BEGIN MATERIAL SHOWN

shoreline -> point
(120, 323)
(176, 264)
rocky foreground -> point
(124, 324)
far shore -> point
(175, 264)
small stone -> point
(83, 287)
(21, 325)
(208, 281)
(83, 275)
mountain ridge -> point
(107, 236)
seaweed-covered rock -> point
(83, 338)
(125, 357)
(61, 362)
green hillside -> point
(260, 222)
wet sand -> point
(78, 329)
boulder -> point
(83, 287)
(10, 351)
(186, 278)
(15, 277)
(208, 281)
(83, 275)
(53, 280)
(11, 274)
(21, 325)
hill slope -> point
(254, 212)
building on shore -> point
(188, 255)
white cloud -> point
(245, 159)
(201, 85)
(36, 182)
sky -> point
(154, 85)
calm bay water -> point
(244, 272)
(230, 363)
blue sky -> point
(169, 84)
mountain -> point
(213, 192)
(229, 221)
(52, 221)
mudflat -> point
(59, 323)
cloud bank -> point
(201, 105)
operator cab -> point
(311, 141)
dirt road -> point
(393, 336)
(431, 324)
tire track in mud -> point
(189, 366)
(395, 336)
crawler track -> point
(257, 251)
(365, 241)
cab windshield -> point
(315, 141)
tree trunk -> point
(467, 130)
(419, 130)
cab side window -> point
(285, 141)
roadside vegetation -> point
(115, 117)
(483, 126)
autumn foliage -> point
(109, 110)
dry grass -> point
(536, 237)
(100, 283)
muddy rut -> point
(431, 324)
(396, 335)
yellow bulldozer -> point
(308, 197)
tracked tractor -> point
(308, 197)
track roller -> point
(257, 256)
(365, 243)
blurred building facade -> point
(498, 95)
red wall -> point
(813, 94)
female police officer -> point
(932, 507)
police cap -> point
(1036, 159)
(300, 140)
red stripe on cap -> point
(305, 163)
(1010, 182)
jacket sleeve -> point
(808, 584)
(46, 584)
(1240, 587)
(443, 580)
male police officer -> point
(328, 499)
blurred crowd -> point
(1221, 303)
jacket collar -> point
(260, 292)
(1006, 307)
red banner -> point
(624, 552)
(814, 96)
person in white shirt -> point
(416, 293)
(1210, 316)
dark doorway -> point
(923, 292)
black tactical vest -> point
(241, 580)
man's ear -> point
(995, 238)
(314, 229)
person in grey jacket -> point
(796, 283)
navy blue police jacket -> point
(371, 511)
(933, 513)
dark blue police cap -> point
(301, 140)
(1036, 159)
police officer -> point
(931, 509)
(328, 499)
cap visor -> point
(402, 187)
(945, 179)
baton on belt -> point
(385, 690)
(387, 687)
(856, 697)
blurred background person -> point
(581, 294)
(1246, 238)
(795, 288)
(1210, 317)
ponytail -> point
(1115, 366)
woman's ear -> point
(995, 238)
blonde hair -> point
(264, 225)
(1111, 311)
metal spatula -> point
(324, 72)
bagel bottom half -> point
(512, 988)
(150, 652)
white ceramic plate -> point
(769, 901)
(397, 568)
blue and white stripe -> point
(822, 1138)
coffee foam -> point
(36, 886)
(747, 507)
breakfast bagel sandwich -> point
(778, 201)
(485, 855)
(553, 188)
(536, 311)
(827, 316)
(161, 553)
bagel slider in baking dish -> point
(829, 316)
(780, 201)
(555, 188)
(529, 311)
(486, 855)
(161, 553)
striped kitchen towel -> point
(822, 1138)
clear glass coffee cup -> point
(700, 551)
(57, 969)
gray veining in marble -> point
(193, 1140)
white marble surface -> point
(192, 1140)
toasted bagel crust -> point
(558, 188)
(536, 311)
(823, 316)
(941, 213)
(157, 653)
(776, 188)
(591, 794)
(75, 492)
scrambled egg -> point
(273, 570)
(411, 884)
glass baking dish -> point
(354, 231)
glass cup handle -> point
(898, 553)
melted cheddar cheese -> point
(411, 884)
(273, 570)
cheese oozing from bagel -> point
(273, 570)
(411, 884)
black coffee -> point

END MATERIAL SHOWN
BEGIN MATERIAL SHOWN

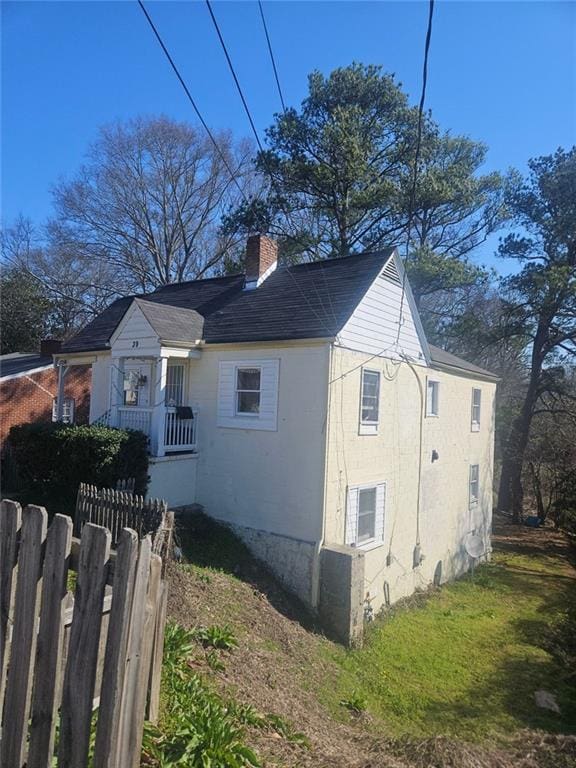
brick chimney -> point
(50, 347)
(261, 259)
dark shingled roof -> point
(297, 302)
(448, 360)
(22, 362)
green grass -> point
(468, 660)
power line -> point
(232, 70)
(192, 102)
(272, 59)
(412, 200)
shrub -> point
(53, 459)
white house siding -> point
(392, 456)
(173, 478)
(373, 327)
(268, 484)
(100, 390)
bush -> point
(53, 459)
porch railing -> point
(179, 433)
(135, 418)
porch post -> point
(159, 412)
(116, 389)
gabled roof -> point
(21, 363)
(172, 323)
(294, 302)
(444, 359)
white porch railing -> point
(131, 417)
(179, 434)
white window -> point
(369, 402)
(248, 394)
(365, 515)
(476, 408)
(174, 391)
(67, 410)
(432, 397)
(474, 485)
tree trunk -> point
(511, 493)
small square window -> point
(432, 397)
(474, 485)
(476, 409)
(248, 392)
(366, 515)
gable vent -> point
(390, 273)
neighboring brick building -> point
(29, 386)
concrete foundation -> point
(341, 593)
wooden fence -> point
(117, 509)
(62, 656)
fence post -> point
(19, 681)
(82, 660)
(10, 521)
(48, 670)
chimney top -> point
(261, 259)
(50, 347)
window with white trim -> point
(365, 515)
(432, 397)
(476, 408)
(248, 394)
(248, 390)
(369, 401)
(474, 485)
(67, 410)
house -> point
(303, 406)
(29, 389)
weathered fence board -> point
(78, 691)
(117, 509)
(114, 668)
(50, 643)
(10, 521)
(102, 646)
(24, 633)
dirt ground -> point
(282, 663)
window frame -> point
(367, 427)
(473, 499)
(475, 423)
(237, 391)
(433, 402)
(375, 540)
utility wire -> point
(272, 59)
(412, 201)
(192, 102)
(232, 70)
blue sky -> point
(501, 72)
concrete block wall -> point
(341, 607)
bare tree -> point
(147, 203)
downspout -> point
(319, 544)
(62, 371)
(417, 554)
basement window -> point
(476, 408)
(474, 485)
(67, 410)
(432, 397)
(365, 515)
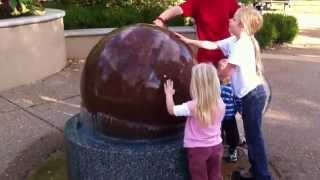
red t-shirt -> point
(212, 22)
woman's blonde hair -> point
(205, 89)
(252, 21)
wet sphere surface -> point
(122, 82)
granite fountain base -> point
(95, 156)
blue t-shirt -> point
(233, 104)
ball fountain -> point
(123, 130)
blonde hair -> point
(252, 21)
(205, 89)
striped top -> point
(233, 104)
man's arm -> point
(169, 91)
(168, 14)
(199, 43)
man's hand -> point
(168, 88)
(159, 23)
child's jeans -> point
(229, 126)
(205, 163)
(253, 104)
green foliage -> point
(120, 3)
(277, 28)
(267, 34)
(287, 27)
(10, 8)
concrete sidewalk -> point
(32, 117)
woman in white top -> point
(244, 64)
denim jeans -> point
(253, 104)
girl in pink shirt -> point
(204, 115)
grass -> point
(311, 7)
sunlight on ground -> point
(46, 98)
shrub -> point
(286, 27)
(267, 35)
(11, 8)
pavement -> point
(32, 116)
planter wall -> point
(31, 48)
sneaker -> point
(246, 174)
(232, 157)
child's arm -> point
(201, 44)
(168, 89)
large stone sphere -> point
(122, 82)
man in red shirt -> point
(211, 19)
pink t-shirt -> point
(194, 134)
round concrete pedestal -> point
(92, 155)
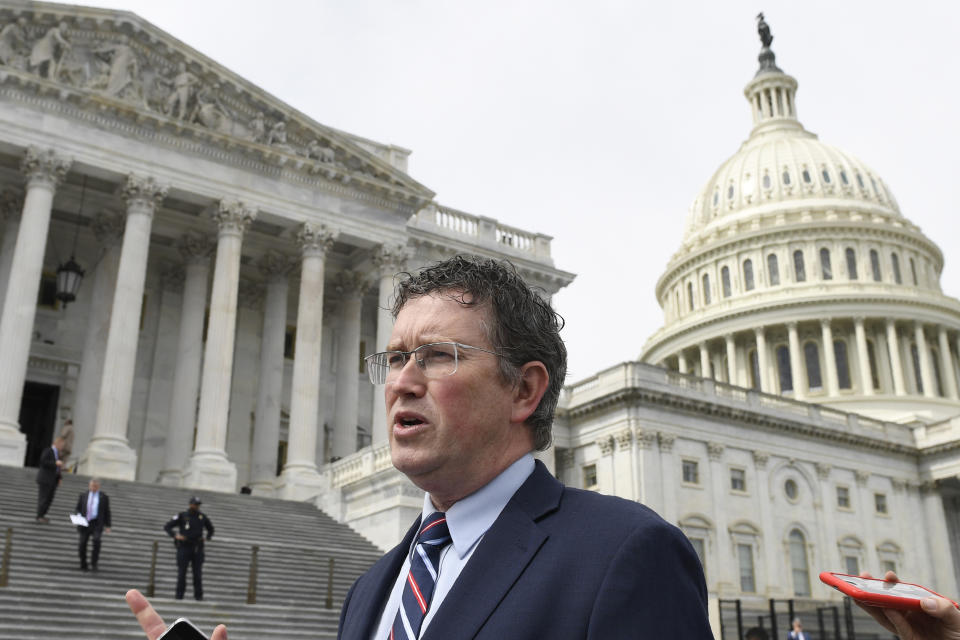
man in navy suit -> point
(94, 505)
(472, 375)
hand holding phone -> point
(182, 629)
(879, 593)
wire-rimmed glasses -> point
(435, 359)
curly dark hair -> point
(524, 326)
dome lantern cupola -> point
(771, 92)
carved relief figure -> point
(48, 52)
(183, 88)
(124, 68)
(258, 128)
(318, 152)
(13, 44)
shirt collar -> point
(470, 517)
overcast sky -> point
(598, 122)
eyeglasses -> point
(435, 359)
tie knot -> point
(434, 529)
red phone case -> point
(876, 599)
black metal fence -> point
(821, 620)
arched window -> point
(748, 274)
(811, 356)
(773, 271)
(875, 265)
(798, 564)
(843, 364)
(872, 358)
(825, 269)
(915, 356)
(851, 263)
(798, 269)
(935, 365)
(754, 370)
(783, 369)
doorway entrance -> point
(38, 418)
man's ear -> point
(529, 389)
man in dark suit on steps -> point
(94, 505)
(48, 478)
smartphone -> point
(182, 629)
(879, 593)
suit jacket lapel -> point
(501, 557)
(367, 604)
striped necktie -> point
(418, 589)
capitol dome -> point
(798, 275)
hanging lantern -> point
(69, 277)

END MATERIAL SHOWN
BEGIN MATERIAL SHOWN

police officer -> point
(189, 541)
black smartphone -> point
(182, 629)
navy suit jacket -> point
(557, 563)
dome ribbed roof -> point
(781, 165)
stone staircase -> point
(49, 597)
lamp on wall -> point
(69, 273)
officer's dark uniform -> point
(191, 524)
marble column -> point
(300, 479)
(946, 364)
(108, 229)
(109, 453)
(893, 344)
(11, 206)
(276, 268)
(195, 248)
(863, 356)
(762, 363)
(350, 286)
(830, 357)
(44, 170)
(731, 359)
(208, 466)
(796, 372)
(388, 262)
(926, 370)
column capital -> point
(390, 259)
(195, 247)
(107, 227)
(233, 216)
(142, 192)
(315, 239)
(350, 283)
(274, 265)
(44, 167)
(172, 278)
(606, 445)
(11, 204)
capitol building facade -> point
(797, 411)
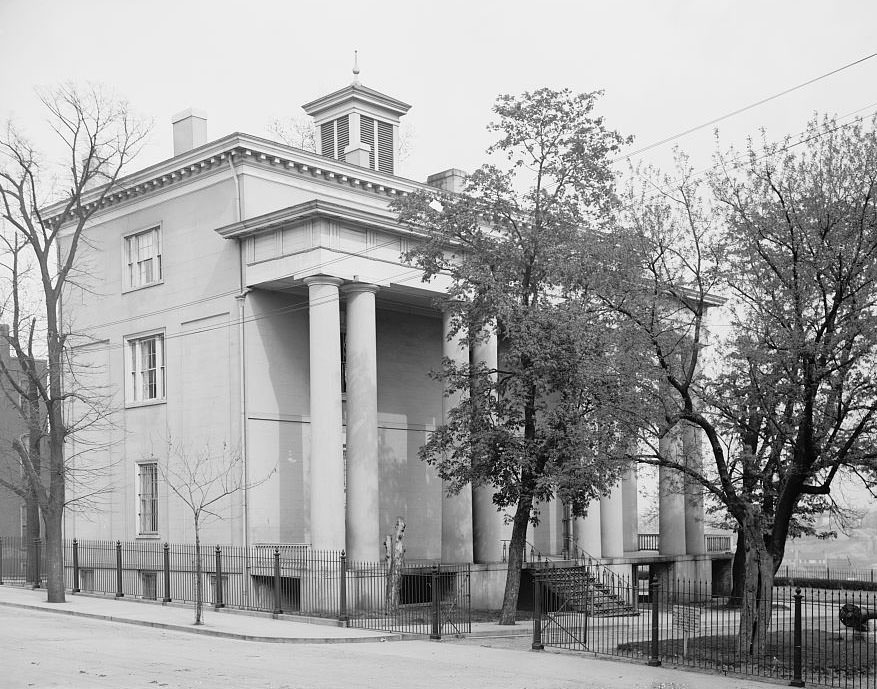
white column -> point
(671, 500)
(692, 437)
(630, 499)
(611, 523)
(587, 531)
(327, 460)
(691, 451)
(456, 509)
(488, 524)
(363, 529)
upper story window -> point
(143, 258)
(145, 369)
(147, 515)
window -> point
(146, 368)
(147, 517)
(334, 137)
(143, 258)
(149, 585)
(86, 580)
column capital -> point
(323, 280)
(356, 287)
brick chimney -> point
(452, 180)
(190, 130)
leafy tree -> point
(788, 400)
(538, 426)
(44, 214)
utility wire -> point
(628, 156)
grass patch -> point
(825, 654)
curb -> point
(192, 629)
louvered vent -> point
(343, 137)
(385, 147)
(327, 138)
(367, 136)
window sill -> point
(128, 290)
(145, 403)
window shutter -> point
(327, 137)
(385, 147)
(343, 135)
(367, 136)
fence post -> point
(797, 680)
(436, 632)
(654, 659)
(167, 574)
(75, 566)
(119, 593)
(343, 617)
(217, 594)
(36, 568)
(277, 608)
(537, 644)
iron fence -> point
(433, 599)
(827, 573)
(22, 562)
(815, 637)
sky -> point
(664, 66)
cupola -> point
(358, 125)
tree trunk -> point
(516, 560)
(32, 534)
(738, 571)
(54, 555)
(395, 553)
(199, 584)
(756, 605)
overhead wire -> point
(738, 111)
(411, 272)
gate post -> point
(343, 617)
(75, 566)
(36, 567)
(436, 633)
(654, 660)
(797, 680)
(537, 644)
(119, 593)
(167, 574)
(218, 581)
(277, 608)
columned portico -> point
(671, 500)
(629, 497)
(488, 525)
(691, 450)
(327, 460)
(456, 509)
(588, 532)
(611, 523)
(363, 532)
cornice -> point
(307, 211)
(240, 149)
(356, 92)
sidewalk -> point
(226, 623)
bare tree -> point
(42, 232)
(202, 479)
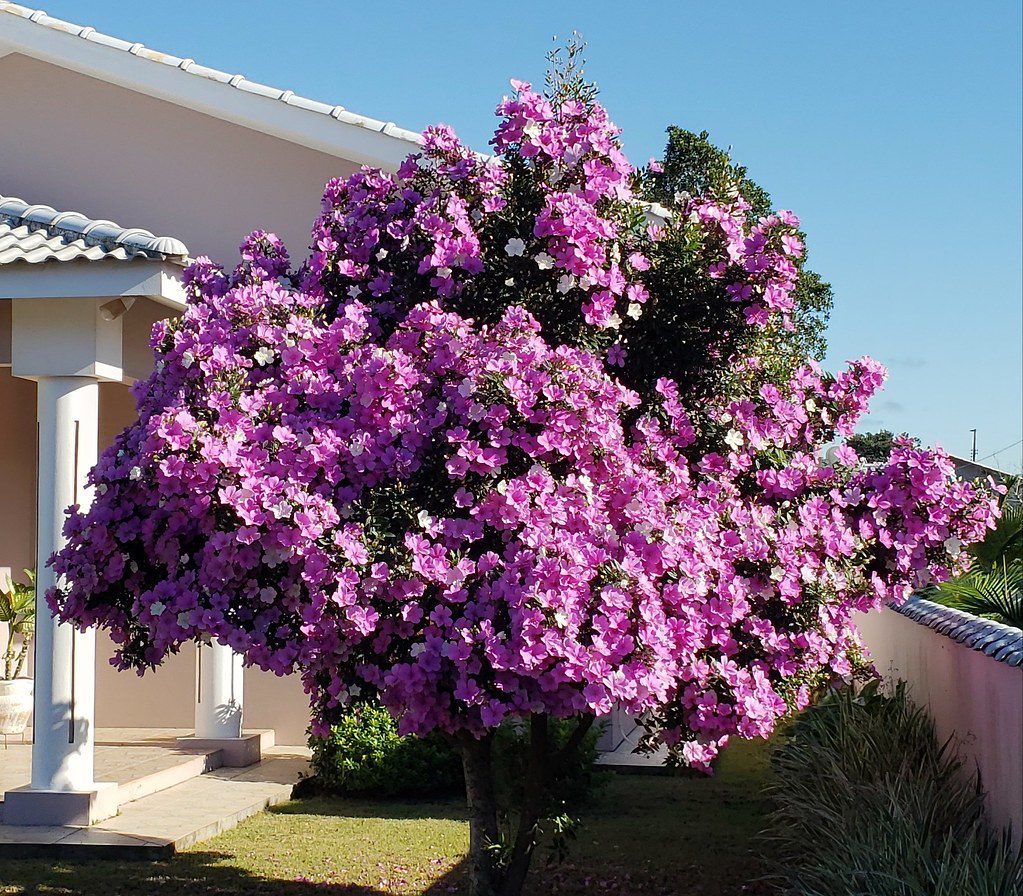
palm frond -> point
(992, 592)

END MATERIAL SHOWN

**EXERCISE DIRECTIONS**:
Would you retype exactly the lines above, from the line with "melted cheddar cheese -> point" to the line with "black coffee -> point", with both end lines kept and nothing more?

**EXERCISE RESULT**:
melted cheddar cheese -> point
(411, 884)
(273, 570)
cheese oozing from bagel -> point
(273, 570)
(411, 884)
black coffee -> point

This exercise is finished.